> [DATASET]
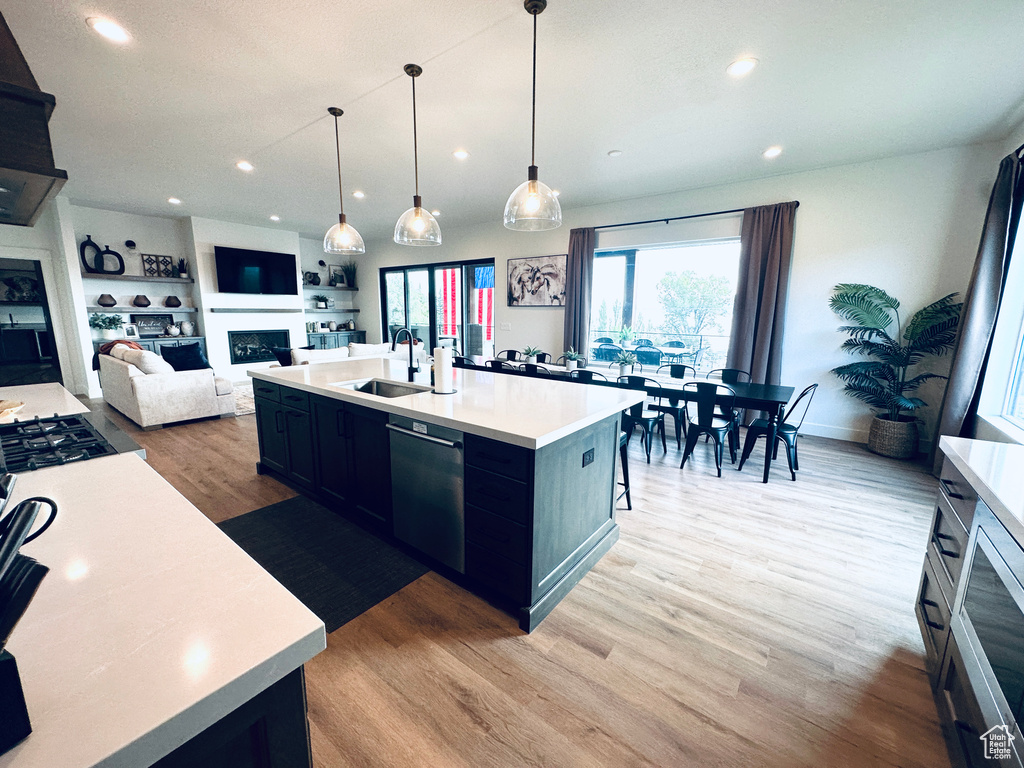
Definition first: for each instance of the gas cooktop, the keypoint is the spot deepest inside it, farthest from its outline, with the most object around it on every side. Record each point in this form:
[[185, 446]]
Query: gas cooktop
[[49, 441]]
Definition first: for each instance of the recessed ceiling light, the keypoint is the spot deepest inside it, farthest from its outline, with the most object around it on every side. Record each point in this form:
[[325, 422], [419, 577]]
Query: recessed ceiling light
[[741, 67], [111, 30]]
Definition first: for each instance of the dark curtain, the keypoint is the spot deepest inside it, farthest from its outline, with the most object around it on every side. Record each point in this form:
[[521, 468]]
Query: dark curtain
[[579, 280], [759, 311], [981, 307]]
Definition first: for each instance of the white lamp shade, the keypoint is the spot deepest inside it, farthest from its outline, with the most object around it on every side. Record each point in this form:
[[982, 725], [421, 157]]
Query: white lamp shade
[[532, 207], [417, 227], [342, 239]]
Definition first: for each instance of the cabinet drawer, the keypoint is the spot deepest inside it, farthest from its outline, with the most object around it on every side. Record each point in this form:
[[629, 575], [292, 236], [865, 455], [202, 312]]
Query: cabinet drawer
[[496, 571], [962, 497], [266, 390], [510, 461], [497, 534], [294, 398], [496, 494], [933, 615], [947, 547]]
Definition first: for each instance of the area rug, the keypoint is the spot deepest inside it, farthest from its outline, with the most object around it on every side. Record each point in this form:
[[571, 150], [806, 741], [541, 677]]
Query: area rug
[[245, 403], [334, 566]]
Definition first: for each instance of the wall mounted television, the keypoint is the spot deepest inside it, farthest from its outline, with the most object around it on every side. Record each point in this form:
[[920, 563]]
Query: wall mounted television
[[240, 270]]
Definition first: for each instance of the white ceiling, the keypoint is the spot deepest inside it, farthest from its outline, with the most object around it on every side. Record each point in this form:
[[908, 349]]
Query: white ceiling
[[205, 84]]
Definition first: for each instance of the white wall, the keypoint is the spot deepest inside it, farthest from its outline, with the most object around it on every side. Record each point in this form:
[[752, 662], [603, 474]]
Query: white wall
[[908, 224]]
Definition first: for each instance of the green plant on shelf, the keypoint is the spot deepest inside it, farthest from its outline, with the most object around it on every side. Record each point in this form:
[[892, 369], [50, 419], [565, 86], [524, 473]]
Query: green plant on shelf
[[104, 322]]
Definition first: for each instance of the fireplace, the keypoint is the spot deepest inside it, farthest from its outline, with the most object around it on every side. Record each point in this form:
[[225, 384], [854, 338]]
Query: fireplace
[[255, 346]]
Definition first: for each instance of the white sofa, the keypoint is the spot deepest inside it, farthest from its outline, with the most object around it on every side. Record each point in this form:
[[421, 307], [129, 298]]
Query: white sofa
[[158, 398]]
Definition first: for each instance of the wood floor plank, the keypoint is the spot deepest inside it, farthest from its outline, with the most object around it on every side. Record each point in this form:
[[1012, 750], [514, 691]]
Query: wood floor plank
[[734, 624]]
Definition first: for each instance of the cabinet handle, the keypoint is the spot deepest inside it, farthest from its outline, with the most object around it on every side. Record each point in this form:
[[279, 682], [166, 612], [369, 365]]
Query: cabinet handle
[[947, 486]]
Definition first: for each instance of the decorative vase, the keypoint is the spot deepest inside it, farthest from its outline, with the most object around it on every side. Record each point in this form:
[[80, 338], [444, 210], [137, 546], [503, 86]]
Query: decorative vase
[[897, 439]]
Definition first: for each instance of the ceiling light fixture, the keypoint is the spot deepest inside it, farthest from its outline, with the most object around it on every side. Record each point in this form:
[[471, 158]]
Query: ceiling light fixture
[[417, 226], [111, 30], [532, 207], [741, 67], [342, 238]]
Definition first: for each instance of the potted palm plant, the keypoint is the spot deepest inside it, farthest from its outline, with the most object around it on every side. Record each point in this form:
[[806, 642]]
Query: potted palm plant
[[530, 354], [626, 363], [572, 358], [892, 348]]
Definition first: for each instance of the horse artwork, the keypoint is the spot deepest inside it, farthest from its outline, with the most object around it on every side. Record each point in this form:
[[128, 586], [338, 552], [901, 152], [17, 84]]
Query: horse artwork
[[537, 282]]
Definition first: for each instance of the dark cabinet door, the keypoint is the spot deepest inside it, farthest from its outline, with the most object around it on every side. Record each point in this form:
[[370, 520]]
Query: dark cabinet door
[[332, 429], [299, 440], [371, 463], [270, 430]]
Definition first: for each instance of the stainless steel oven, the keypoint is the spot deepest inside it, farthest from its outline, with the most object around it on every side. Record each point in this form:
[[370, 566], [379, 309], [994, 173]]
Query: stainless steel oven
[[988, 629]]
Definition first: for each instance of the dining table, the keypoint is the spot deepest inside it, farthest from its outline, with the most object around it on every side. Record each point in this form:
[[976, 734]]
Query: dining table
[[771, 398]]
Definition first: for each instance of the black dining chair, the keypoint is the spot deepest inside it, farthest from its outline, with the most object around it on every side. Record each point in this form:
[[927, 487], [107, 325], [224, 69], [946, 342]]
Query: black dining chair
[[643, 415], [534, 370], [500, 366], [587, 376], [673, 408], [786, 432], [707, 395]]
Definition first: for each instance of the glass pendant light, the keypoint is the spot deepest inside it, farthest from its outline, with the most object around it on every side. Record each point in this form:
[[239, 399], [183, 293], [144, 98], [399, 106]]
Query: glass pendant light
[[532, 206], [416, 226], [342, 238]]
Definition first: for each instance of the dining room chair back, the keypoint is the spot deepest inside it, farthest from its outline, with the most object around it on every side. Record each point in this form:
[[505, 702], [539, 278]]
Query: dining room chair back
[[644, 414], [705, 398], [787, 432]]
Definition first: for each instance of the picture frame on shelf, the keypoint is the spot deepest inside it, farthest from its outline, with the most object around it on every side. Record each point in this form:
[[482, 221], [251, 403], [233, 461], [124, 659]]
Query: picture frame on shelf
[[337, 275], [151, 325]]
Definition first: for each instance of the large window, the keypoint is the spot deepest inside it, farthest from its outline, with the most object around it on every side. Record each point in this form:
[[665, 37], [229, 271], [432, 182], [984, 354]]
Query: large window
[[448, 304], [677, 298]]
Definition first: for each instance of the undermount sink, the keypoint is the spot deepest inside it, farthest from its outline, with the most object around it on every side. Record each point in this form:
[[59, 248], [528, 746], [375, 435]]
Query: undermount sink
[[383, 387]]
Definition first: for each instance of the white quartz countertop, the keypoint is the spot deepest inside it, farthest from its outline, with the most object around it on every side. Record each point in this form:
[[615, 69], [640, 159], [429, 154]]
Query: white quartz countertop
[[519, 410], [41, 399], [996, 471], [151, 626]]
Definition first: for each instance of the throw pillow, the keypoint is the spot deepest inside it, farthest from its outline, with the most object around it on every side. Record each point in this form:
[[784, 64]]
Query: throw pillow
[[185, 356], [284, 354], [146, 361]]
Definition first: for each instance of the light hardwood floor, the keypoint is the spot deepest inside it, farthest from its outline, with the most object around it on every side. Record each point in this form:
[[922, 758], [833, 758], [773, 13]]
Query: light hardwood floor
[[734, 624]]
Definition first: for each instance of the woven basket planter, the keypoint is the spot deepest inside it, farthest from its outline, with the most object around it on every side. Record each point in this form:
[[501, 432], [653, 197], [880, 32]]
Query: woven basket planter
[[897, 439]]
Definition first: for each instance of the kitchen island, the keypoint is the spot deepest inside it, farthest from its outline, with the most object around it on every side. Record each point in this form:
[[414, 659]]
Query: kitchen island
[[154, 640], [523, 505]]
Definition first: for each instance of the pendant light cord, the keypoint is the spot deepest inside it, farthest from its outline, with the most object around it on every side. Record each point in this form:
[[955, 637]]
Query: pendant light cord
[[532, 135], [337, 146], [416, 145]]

> [ASSIGNMENT] Can you repeat every record above exactly, apart from the pictures?

> [REPLY]
Definition first: for each instance of the gas cooktop, the keypoint is the spot deepest inside it, farthest from its outline, with the most object around it on every side. Record each point in this form:
[[185, 446]]
Query: gas cooktop
[[49, 441]]
Definition first: for each instance of the recessed ceiling light, the keypoint is the spot deepest inside it, farthest from its outline, with the most object around it on every side. Record each point in this form:
[[325, 422], [419, 577]]
Query: recessed ceiling light
[[741, 67], [111, 30]]
Definition first: for each instance of the dark curtain, the keypoint is the spot deepest inside it, farthest from its outline, with the most object around it on every side. Record each point in this form:
[[521, 468]]
Query: dark curtain
[[579, 280], [759, 311], [981, 307]]
Definition first: for each instance of the white lamp shade, the keypoint is the spot deepest inside it, farthest from its outline, with the most object around it on every side. Record each point in this form:
[[982, 725], [421, 157]]
Query: white lamp shade
[[532, 207], [417, 227], [342, 239]]
Definition first: for each instance of the cabinet drawer, the keypoint is the spot deepest inside it, farthest from its outline, with the most object around it on every side. Record each point in this form:
[[629, 575], [292, 236], [865, 455], [202, 312]]
Query: cabinet drawer
[[496, 571], [962, 497], [266, 390], [510, 461], [497, 534], [294, 398], [496, 494], [933, 615], [947, 547]]
Definition first: for each instance of the area rug, the keypoint is the spot deepest inside it, farthest from its outline, with the most object around it on every side. Record each point in this form:
[[571, 150], [806, 741], [541, 677]]
Query: area rug
[[245, 403], [334, 566]]
Definition first: for each instance of the wall mounted television, the keypoint is the spot deepest inside it, farthest from its outline, with the most object around it on every side. Record each point in this form:
[[920, 563]]
Query: wall mounted television
[[240, 270]]
Definition first: for each instance of the white ceiling, the keypoint is the spot deepest inside it, farthest from its outline, with the most object around it on every side. Record each point in this form:
[[908, 349]]
Query: white ceiling
[[205, 84]]
Definition first: for each instance of the white wall, the keypoint is the spot deepest inside it, farthest from its outline, with the most object around it on every side. Record each point in this form:
[[752, 662], [603, 474]]
Query: white wall
[[908, 224]]
Definition first: for each instance of the green plant on shelf, the keypoint is the spot deepest inside it, farthest from its outline, with the most object around it on every side. Record each point in this form:
[[892, 369], [50, 419], [565, 86], [524, 473]]
Query: green plant on shelf
[[104, 322]]
Definition first: for each instance of the fireplace, the keypoint is the spot deepest inside it, farthest from its outline, with the most object around it on every side. Record each point in this form:
[[225, 384], [854, 338]]
Query: fireplace
[[255, 346]]
Definition first: for each instance of the white sofa, the keypoint is the spot deepest inside it, farthest from its outline, with the most object around it on every side. Record each point in this form:
[[421, 307], [129, 298]]
Query: white sofa
[[158, 398]]
Definition first: for each instance of the wood floor plank, the keypoint is the spot deepest inside it, farthest from its outline, with the most object around it on every side. Record each point in this form:
[[1012, 750], [514, 691]]
Query: wood floor plank
[[734, 624]]
Definition first: for each instance of the cabinet handle, the keypoint is the spot deepest inside it, farthest from its outline, with the most object around it on every side. Record each point in this form:
[[279, 682], [166, 612], [369, 365]]
Query: cabinet handle
[[947, 486]]
Definition first: for each instance of the decorative vase, the keypoint is the spot deepest inside it, farthest from its outline, with the most object around it on every side. Record each point in this form:
[[80, 338], [444, 210], [137, 546], [503, 86]]
Query: decorative vase
[[897, 439]]
Definition first: for each instance of the ceiling light fixture, the keypoint is the spot deepest inside it, farthest from its outline, with the most object around it on every side. Record each point in this form:
[[471, 158]]
Query: ceiling light fixture
[[417, 226], [111, 30], [532, 207], [741, 67], [342, 238]]
Definition first: for each instance of the potted palm plant, the keypoint is the spot deepest inside it, farthest from its outline, with the most object around it on every side. Record each point in this form:
[[806, 642]]
Query: potted palm plant
[[530, 354], [626, 363], [572, 358], [892, 348]]
Definition first: for each instance of the horse artwork, the keypoint is the spot deepest inside it, farthest from its outline, with the most object around it on every side. Record each point in this form:
[[128, 586], [338, 552], [901, 152], [17, 84]]
Query: horse artwork
[[537, 282]]
Definition first: for each instance of the dark cabinet door, the keypoint is the spot deepest inside it, farthest from its outline, with the most object around it on every side. Record each point in this form:
[[370, 520]]
Query: dark cabinet door
[[332, 429], [299, 440], [371, 463], [270, 430]]
Definition first: for each instance of the stainless steel oven, the keypoint is the spot deepest inside it, farthest from its outline, with the most object around it on every side. Record each point in this form:
[[370, 566], [379, 309], [994, 173]]
Query: stainless steel oven
[[988, 629]]
Definition first: for each instance of the dining table, the keypoint is the spot deepest inside it, farthest from its outline, with the most object around it on every side. Record each point in this form:
[[976, 734]]
Query: dining table
[[771, 398]]
Definition first: for each instance of the black dining chair, the keypoint is the spot deepest inside it, farthest from its outline, with the most object around it on every side. Record each point in this form:
[[927, 487], [107, 325], [224, 69], [946, 342]]
Query: black dining chair
[[643, 415], [534, 370], [500, 366], [587, 376], [673, 408], [786, 432], [707, 395]]
Definition first: for each instance of the glass pendant light, the keypoint is the spot deepest inside it, farthest from its outline, with the most object around it on every side. Record each point in this form:
[[239, 399], [183, 293], [144, 98], [399, 106]]
Query: glass pendant light
[[532, 206], [416, 226], [342, 238]]
Definition first: for each instance of the dining room chair back, the keypoint is the spot deepest inside it, farthest from its outline, with the most object around it on every side. Record each point in this form:
[[505, 702], [539, 278]]
Query: dining room chair back
[[644, 414], [705, 398], [787, 432]]
Definition first: for each instance of the picture frame on shelf, the keypoint is the spot deepest inside it, farthest from its outline, with the most object around it on every side. Record each point in this form:
[[482, 221], [251, 403], [233, 461], [124, 659]]
Query: picture frame on shelf
[[337, 275], [151, 325]]
Definition first: for each instance of the large window, the keypoint is the spot deepest inside it, farthest from its outline, with the most object around it on every side. Record each point in this form:
[[665, 37], [229, 271], [432, 182], [984, 354]]
Query: large window
[[448, 304], [677, 298]]
Definition first: for each instance of the undermount sink, the keypoint is the spot deepest inside it, farthest from its outline, with the most object around it on every side. Record each point in this form:
[[59, 248], [528, 746], [375, 435]]
Query: undermount sink
[[383, 387]]
Definition first: for each instance of the white quartz countertop, the keypoint is the spot deepest inside it, farthest from its outline, with the most object around it on every side. Record each point in this form:
[[615, 69], [640, 159], [429, 154]]
Query: white quartz countertop
[[519, 410], [41, 399], [996, 471], [151, 626]]
Definition first: for each instance of the throw pillow, the keypoint is the spot deepest inside it, farthest from its outline, with the most object around it on every side. Record each point in this form:
[[784, 64]]
Query: throw pillow
[[185, 356], [284, 354], [146, 361]]
Definition first: for each instance of the light hardwood floor, the keypoint is the spot deepest inside it, farthest from its outline, with the most object around it on every side. Record each point in this form:
[[922, 758], [833, 758], [773, 13]]
Query: light hardwood floor
[[734, 624]]
Definition first: for each instance of the woven basket planter, the keypoint is the spot deepest inside it, farthest from its outline, with the most object around it on every side. Record each point in this form:
[[501, 432], [653, 197], [880, 32]]
Query: woven basket planter
[[897, 439]]
Definition first: for each instance of the kitchen island, the keypoint is the spot deepest inside it, farthest from its outline, with the most object around it on every side. Record each point in this form:
[[414, 659]]
Query: kitchen island
[[154, 640], [523, 505]]
Definition first: for each instance of the pendant light cord, the keypoint is the spot deepest inside it, farthest from its outline, with the most object around it on every side. Record each point in this form:
[[955, 637]]
Query: pendant light cord
[[532, 135], [337, 146], [416, 145]]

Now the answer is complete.